• [Extract to read]
^^^^^^^^^^^^^^^^
Coastal morphodynamic modelling
A considerable amount of research has been carried out over the last 20 years to develop predictive numerical models of coastal evolution covering periods of up to 20 years or more. These models are based on representations of physical processes and typically include forcing by waves and/or currents, a response in terms of sediment transport and a morphology-updating module. However, there are still major gaps in our understanding of long-term morphological behaviour (de Vriend et al., 1993; Southgate and Brampton, 2001; de Vriend, 2003; Hanson et al., 2003) which mean that modelling results are subject to a considerable degree of uncertainty. Their use requires a high level of specialised knowledge of science, engineering and management.
Southgate and Brampton (2001) provide a guide to model usage, which considers the engineering and management options and the strategies that can be adopted, while working within the limitations of a shortfall in our scientific knowledge and data. The main types of models are:
- Coastal profile models
- Coastal area models
- One-line models (and the related N-line models)
Coastal Profile Models
Coastal profile models simplify the coastal system to a 2D system (with elevation and cross-shore distance being the two dimensions) which assumes longshore uniformity. These models commonly include wave shoaling, energy loss due to depth-limited wave breaking and bottom friction, cross-shore undertow, tidal currents and sediment transport. All such models predict beach profile changes due to cross-shore sediment transport. Alternatively they can be used to model the cross-shore distribution of longshore sediment transport, although this does not update the bathymetry. Cross-shore and longshore transport are generally calculated separately.
Van Rijn et al. (2003) compared the results from coastal profile models with hydrodynamic and morphodynamic data on the time scale of storms and seasons. Profile models were shown to predict the cross-shore variation in significant wave height to within 10% if properly calibrated. They were also shown to predict offshore and longshore current speeds in the laboratory and in the field within 40%. Profile models can also reasonably represent the movement of outer and inner sand bars on the time-scale of storms. They cannot simulate the beach recovery process on the post-storm scale, as the 3D processes involved are not sufficiently well understood to be parameterised. Profile models cannot be used to simulate the behaviour of sand bars or the beach on a seasonal scale unless they have been tuned using beach profile data.
^^^^^^^^^^^^^^^^
• [Given material]
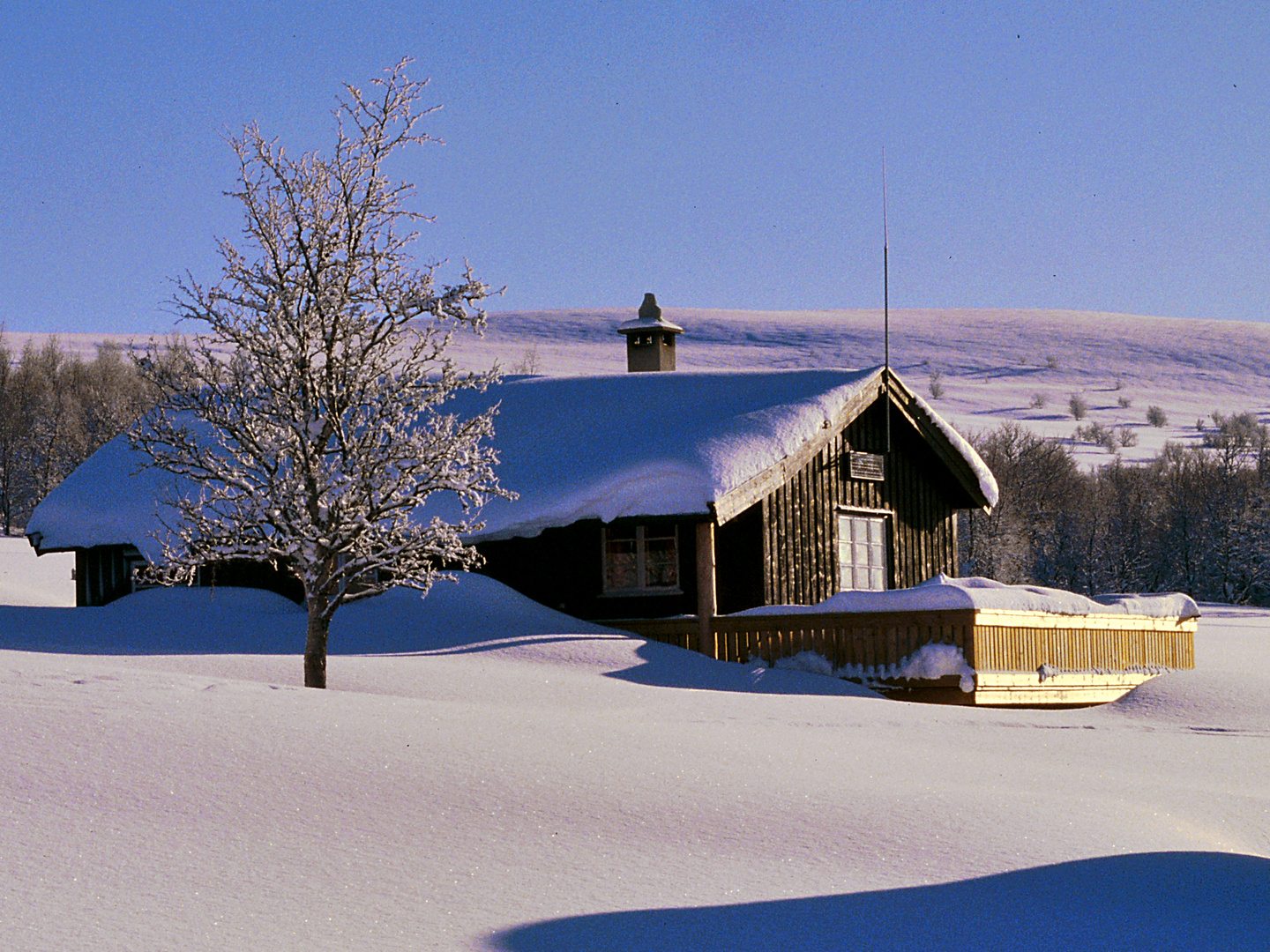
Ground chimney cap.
[617,292,687,334]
^^^^^^^^^^^^^^^^
• [Task instructions]
1 – From the passage on coastal morphodynamic modelling, list the main types of models it names.
2 – Continue the passage on coastal morphodynamic modelling from where it stops.

• [Outputs in order]
1 –
- Coastal profile models
- Coastal area models
- One-line models (and the related N-line models)

2 –
Recent advances in the understanding of skewness and asymmetry in the surf zone, the development of phase resolving nearshore numerical wave models and the improvement of coastal sediment transport models all hold out the possibility of improving coastal profile models to be able to model beach recovery. If this can be done then profile models may be able to model periods between a tide and a few weeks where there is presently a shortage of understanding of beach behaviour due to a shortage of data and model skill.
In these models, the sand beach morphology is represented by a single contour, and such models are therefore often referred to as “one-line” models. Usually the x-axis is established approximately parallel to the coastline, and the y-axis directed offshore. The changes in the position of this contour, together with other parameters such as wave conditions, currents, and sediment transport rates, are functions of only longshore position (x) and time (t) and so the model is referred to as “one-dimensional”.
Predictions of changes in the beach and nearshore seabed plan-shape are produced. The beach profile is usually assumed to be constant, i.e. unchanging with time. A good starting point for those interested in the theory and application of beach plan-shape models is the paper by Bakker, Klein Breteler and Roos (1970) . This not only discusses the simplest “one-line” approach to such modelling but also takes the first step in the development of a model that allows some variation in profile along the shoreline.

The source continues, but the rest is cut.